Do this:
Take the line containing "point: the shrub" and every line after it in the data below, and print them exactly as given, with nothing else.

◆ ◆ ◆ ◆

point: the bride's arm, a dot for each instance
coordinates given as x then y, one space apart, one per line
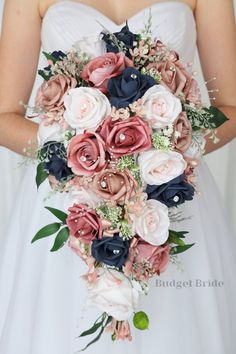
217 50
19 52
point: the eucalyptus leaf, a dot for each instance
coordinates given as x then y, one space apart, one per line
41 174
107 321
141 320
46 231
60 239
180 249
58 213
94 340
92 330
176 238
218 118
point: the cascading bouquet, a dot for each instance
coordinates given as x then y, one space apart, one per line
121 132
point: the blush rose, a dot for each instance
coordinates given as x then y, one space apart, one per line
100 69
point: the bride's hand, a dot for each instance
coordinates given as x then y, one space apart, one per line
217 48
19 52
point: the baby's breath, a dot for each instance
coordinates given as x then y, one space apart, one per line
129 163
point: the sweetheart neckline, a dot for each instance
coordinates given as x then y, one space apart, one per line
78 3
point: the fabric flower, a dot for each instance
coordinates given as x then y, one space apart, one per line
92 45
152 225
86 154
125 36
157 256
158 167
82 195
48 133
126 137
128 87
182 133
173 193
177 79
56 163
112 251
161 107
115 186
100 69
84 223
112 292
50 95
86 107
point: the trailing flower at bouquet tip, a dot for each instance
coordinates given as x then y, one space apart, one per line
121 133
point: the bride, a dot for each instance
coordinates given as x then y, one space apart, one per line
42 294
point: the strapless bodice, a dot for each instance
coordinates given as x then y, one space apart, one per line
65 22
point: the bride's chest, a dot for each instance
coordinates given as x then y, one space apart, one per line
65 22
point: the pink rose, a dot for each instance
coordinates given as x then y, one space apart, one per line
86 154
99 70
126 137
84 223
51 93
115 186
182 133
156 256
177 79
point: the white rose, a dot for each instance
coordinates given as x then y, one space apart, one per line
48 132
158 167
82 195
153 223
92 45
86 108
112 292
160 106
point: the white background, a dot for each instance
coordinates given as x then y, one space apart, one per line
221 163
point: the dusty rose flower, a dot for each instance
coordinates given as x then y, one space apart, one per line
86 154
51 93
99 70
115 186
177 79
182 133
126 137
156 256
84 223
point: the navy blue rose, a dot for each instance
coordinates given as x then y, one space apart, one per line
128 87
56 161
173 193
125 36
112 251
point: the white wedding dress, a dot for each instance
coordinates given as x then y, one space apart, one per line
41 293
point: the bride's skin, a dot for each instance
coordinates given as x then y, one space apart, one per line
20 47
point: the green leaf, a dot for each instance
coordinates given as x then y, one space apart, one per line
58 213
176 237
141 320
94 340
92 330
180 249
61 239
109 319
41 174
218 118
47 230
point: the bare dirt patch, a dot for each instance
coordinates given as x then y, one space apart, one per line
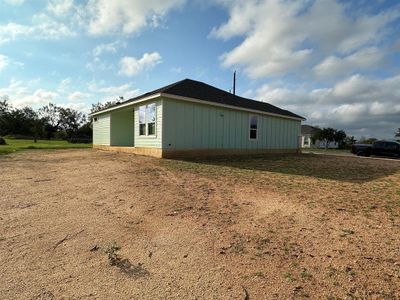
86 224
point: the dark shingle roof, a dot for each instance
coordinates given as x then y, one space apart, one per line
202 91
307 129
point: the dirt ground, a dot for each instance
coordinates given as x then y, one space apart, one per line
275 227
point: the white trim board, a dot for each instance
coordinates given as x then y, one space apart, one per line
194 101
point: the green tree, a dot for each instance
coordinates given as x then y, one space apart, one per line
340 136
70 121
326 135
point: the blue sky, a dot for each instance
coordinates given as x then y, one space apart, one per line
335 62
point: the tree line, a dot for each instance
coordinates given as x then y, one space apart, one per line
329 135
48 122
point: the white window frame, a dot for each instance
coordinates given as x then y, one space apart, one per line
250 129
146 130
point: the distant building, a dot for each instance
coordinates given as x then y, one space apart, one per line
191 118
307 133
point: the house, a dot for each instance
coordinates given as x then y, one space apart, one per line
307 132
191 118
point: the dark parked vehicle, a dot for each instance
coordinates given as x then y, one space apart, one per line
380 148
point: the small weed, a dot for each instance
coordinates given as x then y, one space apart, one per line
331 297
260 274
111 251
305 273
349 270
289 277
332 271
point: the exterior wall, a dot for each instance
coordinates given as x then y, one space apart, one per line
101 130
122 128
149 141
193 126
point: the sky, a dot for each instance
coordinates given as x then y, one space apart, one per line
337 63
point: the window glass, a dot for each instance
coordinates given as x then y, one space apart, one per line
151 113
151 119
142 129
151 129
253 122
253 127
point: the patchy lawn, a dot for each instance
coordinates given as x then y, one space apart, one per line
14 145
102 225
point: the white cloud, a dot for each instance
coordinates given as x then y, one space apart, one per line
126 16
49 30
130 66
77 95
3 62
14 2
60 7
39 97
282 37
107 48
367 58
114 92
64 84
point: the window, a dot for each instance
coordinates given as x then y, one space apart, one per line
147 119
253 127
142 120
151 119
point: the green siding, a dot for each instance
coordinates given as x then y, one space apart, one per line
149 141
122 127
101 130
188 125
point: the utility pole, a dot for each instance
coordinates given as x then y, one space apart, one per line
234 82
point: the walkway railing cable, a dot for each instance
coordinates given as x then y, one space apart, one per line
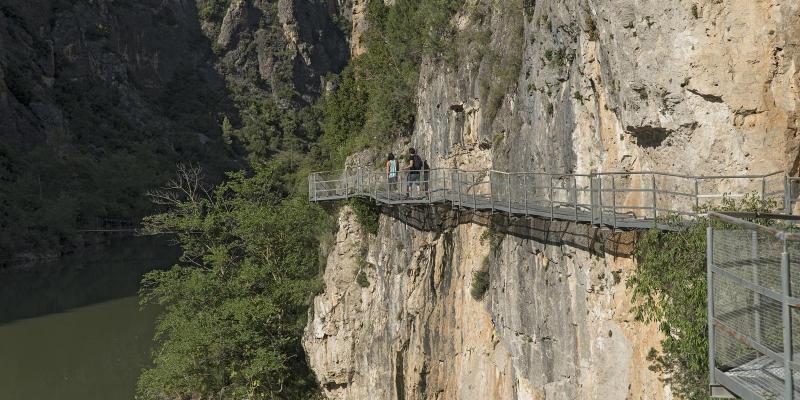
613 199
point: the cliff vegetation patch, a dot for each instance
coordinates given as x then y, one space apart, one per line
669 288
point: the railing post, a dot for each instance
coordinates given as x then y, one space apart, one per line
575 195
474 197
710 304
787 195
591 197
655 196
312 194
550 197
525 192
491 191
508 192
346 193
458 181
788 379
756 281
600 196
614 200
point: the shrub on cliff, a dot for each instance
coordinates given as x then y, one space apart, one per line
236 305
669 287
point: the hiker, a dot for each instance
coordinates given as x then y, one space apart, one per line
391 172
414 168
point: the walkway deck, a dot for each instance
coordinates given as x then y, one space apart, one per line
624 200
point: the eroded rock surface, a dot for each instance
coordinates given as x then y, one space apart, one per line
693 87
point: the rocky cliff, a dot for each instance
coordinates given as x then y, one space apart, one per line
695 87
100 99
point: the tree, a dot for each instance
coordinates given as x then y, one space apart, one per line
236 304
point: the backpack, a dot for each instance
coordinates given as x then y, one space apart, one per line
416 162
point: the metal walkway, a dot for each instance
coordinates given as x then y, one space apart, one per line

◆ ◆ ◆ ◆

Right answer:
point: the shrub on cliff, a dot for each instance
coordinates given as x then y, one space apart, one per line
236 305
669 287
point: the hiker, a dot for each instance
coordinates given as x then y, one space apart, one per line
391 172
414 168
point: the walkway deck, a dot for each instance
coordinates given as x then y, one space apart, one per line
624 200
point: the eroded rock surface, a dot for each instance
coordinates given as x then y, one space apart, one per line
693 87
point: the rocky cliff, a dot for each instance
coordinates given as x then y, one space apart, one per line
695 87
100 99
point: the tree, a dot for each instance
coordinates given as x then y, one space apart, one per line
236 304
point: the backpack, a dot for each instance
coordinates given as x then y, one space apart, one per line
416 162
point: the metal walkway, a dot for each instance
coordinates given as x then y, one space apart, one per line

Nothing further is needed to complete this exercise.